**PROVIDED TEXT**
....................
Kan Air
| IATA | ICAO | Call sign |
| K8 | KND | KANNITHI AIR |
- Founded: 24 September 2010
- Ceased operations: 20 April 2017
- Hubs: Chiang Mai International Airport
- Fleet size: 2
- Destinations: 9
- Headquarters: 100/519, Soi Kamphaeng Phet 6 soi 5 yaek 4, Chaeng Wattana Road, Thung Song Hong Subdistrict, Lak Si, Bangkok, Thailand
- Key people: Capt. Somphong Sooksanguan (President) Mrs. Saychon Sibmong (CEO)
- Website: www.kanairlines.com

= Kan Air =

Domestic airline of Thailand (2010–2017)

Kannithi Aviation Co. Ltd, operated as Kan Air, was a small airline with its hub at Chiang Mai Airport. Kan Air operated charter and scheduled services in Thailand. As of September 2016, Kan Air flew nine routes. Flights from Chiang Mai were to Mae Hong Son, Pai, Nan, Khon Kaen, Ubon Ratchathani, Phitsanulok, Hua Hin, Chiang Rai, and U-Tapao.
....................
**RECORD SET**

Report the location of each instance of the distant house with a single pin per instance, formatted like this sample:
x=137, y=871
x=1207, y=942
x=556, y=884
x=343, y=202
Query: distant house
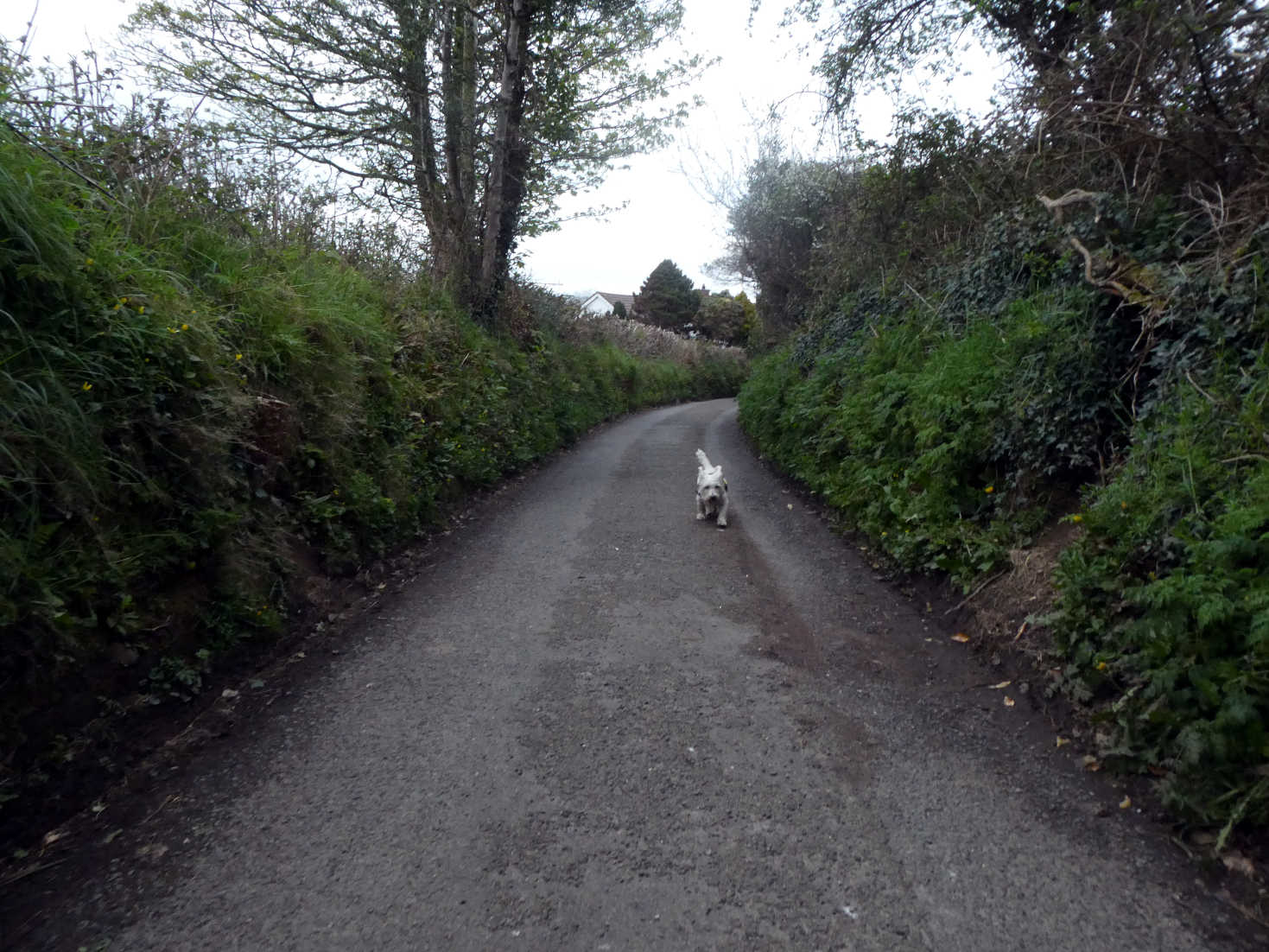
x=604, y=302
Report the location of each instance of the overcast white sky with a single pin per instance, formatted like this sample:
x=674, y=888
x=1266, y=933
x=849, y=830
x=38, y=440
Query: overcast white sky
x=665, y=211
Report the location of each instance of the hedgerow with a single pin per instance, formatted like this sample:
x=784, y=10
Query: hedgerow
x=198, y=410
x=953, y=424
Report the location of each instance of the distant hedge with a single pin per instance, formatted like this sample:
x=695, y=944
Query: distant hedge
x=194, y=414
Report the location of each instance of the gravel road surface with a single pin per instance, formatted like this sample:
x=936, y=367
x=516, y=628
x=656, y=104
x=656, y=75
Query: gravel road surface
x=594, y=722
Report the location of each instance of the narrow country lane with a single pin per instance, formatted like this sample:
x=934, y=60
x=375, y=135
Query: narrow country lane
x=598, y=724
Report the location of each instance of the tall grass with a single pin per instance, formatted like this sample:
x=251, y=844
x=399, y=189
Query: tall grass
x=200, y=397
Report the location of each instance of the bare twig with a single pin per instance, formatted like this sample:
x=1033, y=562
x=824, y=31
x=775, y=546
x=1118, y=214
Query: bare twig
x=963, y=602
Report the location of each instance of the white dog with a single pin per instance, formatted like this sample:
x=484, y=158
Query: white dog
x=711, y=492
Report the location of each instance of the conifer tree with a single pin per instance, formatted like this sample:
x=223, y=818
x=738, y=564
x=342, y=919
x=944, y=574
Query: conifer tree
x=668, y=299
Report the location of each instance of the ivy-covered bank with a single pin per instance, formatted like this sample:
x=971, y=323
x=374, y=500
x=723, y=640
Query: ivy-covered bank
x=953, y=424
x=195, y=410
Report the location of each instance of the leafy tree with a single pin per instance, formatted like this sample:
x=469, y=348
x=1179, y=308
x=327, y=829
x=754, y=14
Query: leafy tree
x=724, y=318
x=666, y=299
x=773, y=232
x=470, y=117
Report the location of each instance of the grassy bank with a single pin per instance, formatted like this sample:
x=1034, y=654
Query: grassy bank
x=200, y=410
x=955, y=424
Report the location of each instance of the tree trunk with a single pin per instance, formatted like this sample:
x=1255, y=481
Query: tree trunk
x=505, y=191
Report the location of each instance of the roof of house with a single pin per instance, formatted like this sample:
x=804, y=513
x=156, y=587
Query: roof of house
x=613, y=299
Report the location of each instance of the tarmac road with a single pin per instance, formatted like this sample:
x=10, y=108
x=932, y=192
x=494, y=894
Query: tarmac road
x=600, y=724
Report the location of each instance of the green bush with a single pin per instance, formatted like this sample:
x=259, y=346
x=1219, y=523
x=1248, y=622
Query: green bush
x=192, y=410
x=1164, y=612
x=944, y=443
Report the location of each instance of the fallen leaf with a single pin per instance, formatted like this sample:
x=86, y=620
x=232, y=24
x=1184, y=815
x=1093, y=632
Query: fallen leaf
x=1236, y=862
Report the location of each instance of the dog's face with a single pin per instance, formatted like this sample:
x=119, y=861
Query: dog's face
x=711, y=486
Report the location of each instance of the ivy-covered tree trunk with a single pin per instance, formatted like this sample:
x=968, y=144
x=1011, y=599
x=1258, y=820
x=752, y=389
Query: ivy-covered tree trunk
x=505, y=191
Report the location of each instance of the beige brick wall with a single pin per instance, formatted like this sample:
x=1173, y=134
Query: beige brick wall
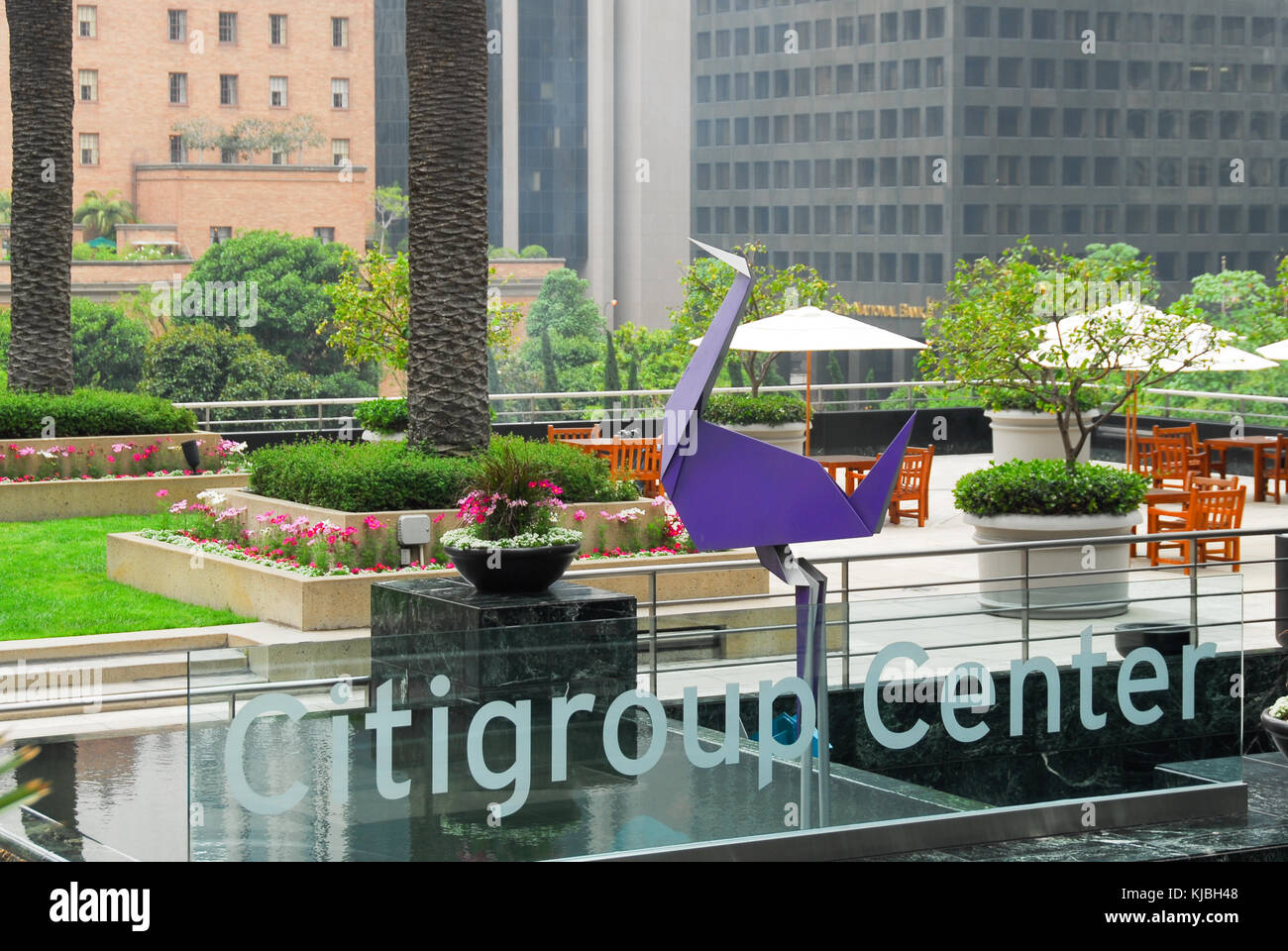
x=134, y=118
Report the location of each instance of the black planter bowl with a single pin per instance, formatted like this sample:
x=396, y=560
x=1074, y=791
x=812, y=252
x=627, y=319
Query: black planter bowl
x=1164, y=637
x=192, y=455
x=515, y=570
x=1276, y=728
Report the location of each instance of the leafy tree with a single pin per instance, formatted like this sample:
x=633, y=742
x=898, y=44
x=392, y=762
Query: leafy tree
x=290, y=276
x=990, y=328
x=107, y=346
x=706, y=281
x=42, y=95
x=102, y=213
x=372, y=304
x=202, y=364
x=612, y=377
x=391, y=205
x=565, y=308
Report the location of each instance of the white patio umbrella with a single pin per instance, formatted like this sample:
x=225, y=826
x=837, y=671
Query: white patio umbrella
x=812, y=329
x=1198, y=357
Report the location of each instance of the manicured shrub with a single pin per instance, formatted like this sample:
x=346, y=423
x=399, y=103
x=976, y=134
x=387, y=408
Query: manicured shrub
x=743, y=409
x=90, y=412
x=1046, y=487
x=382, y=415
x=390, y=476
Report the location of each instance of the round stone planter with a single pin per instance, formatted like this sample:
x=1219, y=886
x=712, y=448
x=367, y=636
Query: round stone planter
x=513, y=570
x=1276, y=728
x=1026, y=436
x=789, y=436
x=1054, y=596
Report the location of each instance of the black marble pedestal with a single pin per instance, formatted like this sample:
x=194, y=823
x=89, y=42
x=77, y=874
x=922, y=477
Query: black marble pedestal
x=570, y=639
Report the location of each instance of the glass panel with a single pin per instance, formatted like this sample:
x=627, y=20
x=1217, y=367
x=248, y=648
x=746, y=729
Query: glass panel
x=550, y=741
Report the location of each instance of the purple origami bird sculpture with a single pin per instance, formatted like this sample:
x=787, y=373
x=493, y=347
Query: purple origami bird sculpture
x=734, y=491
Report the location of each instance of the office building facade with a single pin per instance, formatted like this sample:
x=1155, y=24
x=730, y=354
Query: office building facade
x=883, y=141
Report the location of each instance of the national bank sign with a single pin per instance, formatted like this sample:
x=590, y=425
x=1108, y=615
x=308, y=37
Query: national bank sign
x=1142, y=672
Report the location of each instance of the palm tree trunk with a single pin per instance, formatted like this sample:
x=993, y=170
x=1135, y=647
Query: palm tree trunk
x=447, y=72
x=40, y=245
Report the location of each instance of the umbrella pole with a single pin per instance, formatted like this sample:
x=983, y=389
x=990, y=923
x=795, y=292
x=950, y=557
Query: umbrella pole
x=809, y=398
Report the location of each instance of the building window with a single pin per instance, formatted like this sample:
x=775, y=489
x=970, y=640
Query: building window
x=89, y=149
x=88, y=82
x=86, y=21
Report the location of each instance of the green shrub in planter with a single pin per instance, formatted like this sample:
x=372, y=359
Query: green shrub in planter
x=1046, y=487
x=745, y=410
x=382, y=416
x=390, y=476
x=90, y=412
x=1028, y=402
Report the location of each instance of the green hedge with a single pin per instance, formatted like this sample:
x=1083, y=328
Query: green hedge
x=1046, y=487
x=767, y=409
x=390, y=476
x=90, y=412
x=382, y=415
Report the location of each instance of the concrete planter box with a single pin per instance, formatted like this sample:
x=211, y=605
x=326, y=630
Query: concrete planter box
x=38, y=501
x=1061, y=596
x=630, y=536
x=344, y=602
x=166, y=459
x=789, y=436
x=1028, y=436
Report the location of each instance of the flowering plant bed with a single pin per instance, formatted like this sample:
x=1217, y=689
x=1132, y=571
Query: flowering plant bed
x=111, y=457
x=52, y=499
x=196, y=575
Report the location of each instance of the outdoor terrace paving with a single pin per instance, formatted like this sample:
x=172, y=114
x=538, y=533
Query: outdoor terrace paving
x=947, y=620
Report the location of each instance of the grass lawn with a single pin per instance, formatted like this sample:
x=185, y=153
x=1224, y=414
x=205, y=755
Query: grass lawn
x=53, y=582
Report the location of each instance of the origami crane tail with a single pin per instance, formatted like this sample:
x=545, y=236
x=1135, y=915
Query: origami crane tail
x=871, y=500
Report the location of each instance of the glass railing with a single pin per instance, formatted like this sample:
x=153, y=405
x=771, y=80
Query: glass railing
x=540, y=741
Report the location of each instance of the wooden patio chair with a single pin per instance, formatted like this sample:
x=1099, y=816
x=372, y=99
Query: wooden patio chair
x=1275, y=467
x=1175, y=463
x=638, y=461
x=1206, y=510
x=1201, y=459
x=913, y=486
x=567, y=433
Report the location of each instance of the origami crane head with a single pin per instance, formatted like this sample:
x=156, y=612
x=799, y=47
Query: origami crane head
x=733, y=491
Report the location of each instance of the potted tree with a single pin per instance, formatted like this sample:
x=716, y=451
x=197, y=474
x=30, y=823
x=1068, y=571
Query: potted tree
x=511, y=541
x=990, y=329
x=1274, y=720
....................
**YOUR TASKS**
(1) According to the Kan Air article, which airport was the airline's hub?
(2) Carry on the Kan Air article from its last sentence.

**ANSWERS PER TASK**
(1) Chiang Mai International Airport

(2)
On 21 April 2017, Kan Air suspended all of its operations.

== History ==
Kan Air, owned by Kannithi Aviation Company Limited, started operations on 24 September 2010. It was founded by Captain Somphong Sooksanguan as president and Mrs Saychon Sibmong as CEO. On 8 July 2015, the airline was forced to suspend five routes for lack of compliance with airline operating licenses. The Kan Air suspension was lifted a few months later.

On 21 April 2017, Kan Air suspended all remaining flights due to "technical difficulties" with their last operational aircraft, a Cessna Grand Caravan 208B.

== Destinations ==
Kan Airlines operated charter and scheduled flight services with Cessna Grand Caravan C208B, Beechcraft Premier I, and ATR 72-500:
===Domestic===
- From Chiang Mai – Chiang Mai International Airport (main hub)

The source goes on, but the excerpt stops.